======== INFORMATION PROVIDED
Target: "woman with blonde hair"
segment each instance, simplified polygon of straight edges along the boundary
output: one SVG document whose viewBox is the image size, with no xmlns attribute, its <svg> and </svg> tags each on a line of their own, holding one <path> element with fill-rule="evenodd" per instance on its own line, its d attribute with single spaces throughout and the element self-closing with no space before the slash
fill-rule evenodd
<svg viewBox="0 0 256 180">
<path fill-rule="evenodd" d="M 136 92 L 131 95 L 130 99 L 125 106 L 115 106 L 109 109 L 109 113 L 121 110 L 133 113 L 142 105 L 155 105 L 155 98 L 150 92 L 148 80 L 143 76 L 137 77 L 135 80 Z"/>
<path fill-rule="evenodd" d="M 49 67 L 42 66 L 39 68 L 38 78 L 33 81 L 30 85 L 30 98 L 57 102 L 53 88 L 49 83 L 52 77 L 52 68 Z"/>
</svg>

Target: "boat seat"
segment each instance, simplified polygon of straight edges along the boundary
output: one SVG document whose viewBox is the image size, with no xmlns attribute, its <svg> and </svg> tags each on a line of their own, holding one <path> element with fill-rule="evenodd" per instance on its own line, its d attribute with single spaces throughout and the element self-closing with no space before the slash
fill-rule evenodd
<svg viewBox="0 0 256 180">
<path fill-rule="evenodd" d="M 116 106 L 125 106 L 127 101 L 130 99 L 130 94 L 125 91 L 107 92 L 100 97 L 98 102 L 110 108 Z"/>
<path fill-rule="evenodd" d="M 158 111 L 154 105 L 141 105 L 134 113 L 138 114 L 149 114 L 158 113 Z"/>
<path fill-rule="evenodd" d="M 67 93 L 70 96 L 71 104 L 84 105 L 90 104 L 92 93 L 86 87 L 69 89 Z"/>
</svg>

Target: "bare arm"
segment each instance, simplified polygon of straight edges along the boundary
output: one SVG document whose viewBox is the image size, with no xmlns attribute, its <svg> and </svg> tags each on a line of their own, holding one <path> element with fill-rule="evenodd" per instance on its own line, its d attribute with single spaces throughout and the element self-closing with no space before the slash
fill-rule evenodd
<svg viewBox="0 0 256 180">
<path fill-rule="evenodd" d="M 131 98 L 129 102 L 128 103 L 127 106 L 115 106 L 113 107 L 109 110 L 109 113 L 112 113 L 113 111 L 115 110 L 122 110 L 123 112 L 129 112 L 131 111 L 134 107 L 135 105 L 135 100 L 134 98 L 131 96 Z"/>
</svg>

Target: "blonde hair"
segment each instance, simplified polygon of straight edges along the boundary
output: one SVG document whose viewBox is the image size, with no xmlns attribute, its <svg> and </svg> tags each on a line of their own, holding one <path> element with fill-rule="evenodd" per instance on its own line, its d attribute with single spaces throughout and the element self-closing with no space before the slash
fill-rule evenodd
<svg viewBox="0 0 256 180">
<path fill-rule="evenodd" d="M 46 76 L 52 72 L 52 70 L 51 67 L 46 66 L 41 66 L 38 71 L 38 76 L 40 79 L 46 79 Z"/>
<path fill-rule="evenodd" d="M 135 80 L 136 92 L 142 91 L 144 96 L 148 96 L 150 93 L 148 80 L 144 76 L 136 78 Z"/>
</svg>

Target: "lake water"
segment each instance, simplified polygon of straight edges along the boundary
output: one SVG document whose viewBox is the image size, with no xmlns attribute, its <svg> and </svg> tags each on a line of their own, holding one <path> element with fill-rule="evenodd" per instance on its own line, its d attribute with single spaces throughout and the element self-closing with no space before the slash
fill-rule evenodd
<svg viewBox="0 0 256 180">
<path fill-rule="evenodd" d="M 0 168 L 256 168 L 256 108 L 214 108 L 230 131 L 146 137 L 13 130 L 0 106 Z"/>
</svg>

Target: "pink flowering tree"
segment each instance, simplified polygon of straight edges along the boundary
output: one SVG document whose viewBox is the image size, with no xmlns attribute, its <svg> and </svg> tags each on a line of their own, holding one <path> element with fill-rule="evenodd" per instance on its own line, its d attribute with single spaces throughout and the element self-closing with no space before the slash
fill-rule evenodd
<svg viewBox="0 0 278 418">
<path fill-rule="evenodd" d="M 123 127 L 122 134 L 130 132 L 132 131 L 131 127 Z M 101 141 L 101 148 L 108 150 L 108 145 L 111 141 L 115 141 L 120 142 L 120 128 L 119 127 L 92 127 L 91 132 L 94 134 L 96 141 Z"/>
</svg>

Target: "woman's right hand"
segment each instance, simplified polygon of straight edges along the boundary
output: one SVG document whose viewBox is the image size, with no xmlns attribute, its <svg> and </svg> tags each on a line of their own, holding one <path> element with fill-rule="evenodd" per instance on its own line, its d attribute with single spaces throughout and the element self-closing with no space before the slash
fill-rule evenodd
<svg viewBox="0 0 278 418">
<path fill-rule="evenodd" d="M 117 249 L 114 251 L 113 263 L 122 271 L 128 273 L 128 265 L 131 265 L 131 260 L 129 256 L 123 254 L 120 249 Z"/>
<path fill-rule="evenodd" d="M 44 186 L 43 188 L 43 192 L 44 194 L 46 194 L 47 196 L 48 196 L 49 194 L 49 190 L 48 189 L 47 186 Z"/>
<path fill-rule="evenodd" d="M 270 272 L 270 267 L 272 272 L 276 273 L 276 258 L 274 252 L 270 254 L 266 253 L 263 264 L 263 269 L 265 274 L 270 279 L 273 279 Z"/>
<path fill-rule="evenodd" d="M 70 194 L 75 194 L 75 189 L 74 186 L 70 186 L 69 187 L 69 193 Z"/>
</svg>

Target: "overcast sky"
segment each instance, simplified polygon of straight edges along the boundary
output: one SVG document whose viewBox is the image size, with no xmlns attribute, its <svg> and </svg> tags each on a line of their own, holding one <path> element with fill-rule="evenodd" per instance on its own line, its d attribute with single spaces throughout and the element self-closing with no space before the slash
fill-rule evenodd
================
EXERCISE AIM = Quote all the records exactly, please, leaving none out.

OUTPUT FOR THIS EXERCISE =
Target: "woman with blonde hair"
segment each instance, simplified polygon of straight edges along the boundary
output: one SVG document whose viewBox is the image size, with no xmlns attribute, its <svg> and </svg> tags each on a line of their own, holding one <path> element with fill-rule="evenodd" per instance on its own line, its d attribute with single spaces throughout and the element self-closing with no space before the slash
fill-rule evenodd
<svg viewBox="0 0 256 180">
<path fill-rule="evenodd" d="M 136 92 L 131 95 L 130 99 L 125 106 L 115 106 L 109 109 L 109 113 L 121 110 L 133 113 L 142 105 L 155 105 L 155 98 L 150 92 L 148 80 L 143 76 L 137 77 L 135 80 Z"/>
<path fill-rule="evenodd" d="M 49 67 L 42 66 L 39 68 L 38 78 L 33 81 L 30 85 L 30 98 L 57 102 L 53 88 L 49 83 L 52 77 L 52 68 Z"/>
</svg>

Target: "boat seat"
segment each instance, simplified polygon of straight edges along the boundary
output: one SVG document whose viewBox is the image size, with no xmlns attribute, its <svg> and </svg> tags each on a line of their own, holding one <path> element with fill-rule="evenodd" per instance on its own line, its d attribute with single spaces throughout and the element self-closing with no space before the slash
fill-rule evenodd
<svg viewBox="0 0 256 180">
<path fill-rule="evenodd" d="M 116 106 L 125 106 L 127 101 L 130 99 L 130 94 L 125 91 L 107 92 L 100 97 L 98 102 L 110 108 Z"/>
<path fill-rule="evenodd" d="M 158 111 L 154 105 L 141 105 L 134 113 L 138 114 L 149 114 L 158 113 Z"/>
<path fill-rule="evenodd" d="M 67 93 L 70 96 L 71 104 L 84 105 L 90 104 L 92 93 L 86 87 L 69 89 Z"/>
</svg>

Target: "bare arm"
segment each instance, simplified polygon of straight edges along the boundary
output: one SVG document whose viewBox is the image size, with no xmlns attribute, its <svg> and </svg> tags each on a line of their own, holding one <path> element with fill-rule="evenodd" per instance on its own line, its d attribute with single spaces throughout and the element self-closing with no space before the slash
fill-rule evenodd
<svg viewBox="0 0 256 180">
<path fill-rule="evenodd" d="M 131 98 L 129 102 L 128 103 L 127 106 L 115 106 L 113 107 L 109 110 L 109 113 L 112 113 L 113 111 L 115 110 L 122 110 L 123 112 L 129 112 L 131 111 L 134 107 L 135 105 L 135 100 L 134 98 L 131 96 Z"/>
</svg>

Target: "blonde hair"
segment each instance, simplified polygon of straight edges along the boundary
output: one SVG document whose viewBox is the image size, with no xmlns attribute, its <svg> and </svg> tags each on a line of their own, holding one <path> element with fill-rule="evenodd" per instance on its own line, its d attribute with single spaces throughout and the element self-closing with no space before the slash
fill-rule evenodd
<svg viewBox="0 0 256 180">
<path fill-rule="evenodd" d="M 46 76 L 52 72 L 52 70 L 51 67 L 46 66 L 41 66 L 38 71 L 38 76 L 40 79 L 46 79 Z"/>
<path fill-rule="evenodd" d="M 135 80 L 136 92 L 142 91 L 144 96 L 148 96 L 150 93 L 148 80 L 144 76 L 136 78 Z"/>
</svg>

Target: "lake water"
segment each instance, simplified polygon of straight edges along the boundary
output: one SVG document whose viewBox is the image size, with no xmlns attribute, its <svg> and </svg> tags each on a line of their own, holding one <path> element with fill-rule="evenodd" per instance on its own line, its d attribute with single spaces throughout and the element self-closing with no space before the slash
fill-rule evenodd
<svg viewBox="0 0 256 180">
<path fill-rule="evenodd" d="M 0 168 L 256 168 L 256 108 L 214 108 L 230 131 L 146 137 L 13 130 L 0 106 Z"/>
</svg>

Target: "pink flowering tree"
segment each instance, simplified polygon of straight edges along the boundary
output: one SVG document whose viewBox is the image size, with no xmlns attribute, its <svg> and </svg> tags each on a line of their own, holding one <path> element with fill-rule="evenodd" per instance on its own line, its d attribute with single spaces throughout and the element self-closing with no space before the slash
fill-rule evenodd
<svg viewBox="0 0 278 418">
<path fill-rule="evenodd" d="M 123 127 L 122 134 L 130 132 L 132 131 L 131 127 Z M 101 141 L 101 148 L 108 150 L 108 145 L 111 141 L 115 141 L 120 142 L 120 128 L 119 127 L 92 127 L 91 132 L 94 134 L 96 141 Z"/>
</svg>

Target: "woman's right hand"
segment each instance, simplified polygon of straight edges along the boundary
output: one SVG document whose viewBox is the image size, with no xmlns attribute, its <svg> and </svg> tags each on a line of their own, holding one <path> element with fill-rule="evenodd" per instance on its own line, its d attribute with single spaces throughout and the element self-closing with no space before the slash
fill-rule evenodd
<svg viewBox="0 0 278 418">
<path fill-rule="evenodd" d="M 117 249 L 114 251 L 113 263 L 122 271 L 128 273 L 128 265 L 131 265 L 131 260 L 129 256 L 123 254 L 120 249 Z"/>
<path fill-rule="evenodd" d="M 44 186 L 43 188 L 43 192 L 44 194 L 46 194 L 47 196 L 48 196 L 49 194 L 49 190 L 48 189 L 47 186 Z"/>
<path fill-rule="evenodd" d="M 270 272 L 270 267 L 272 272 L 276 273 L 276 258 L 274 252 L 270 254 L 266 253 L 263 264 L 263 269 L 265 274 L 270 279 L 273 279 Z"/>
<path fill-rule="evenodd" d="M 70 194 L 75 194 L 75 189 L 74 186 L 70 186 L 69 187 L 69 193 Z"/>
</svg>

Target: "overcast sky"
segment each instance, simplified polygon of straight edges along the boundary
output: one SVG document whose viewBox is the image size, with no xmlns attribute, its <svg> and </svg> tags each on a line of their own, holding one <path> element with fill-rule="evenodd" per instance on its own line, its d attribute with single spaces throughout and the element self-closing with no space before the slash
fill-rule evenodd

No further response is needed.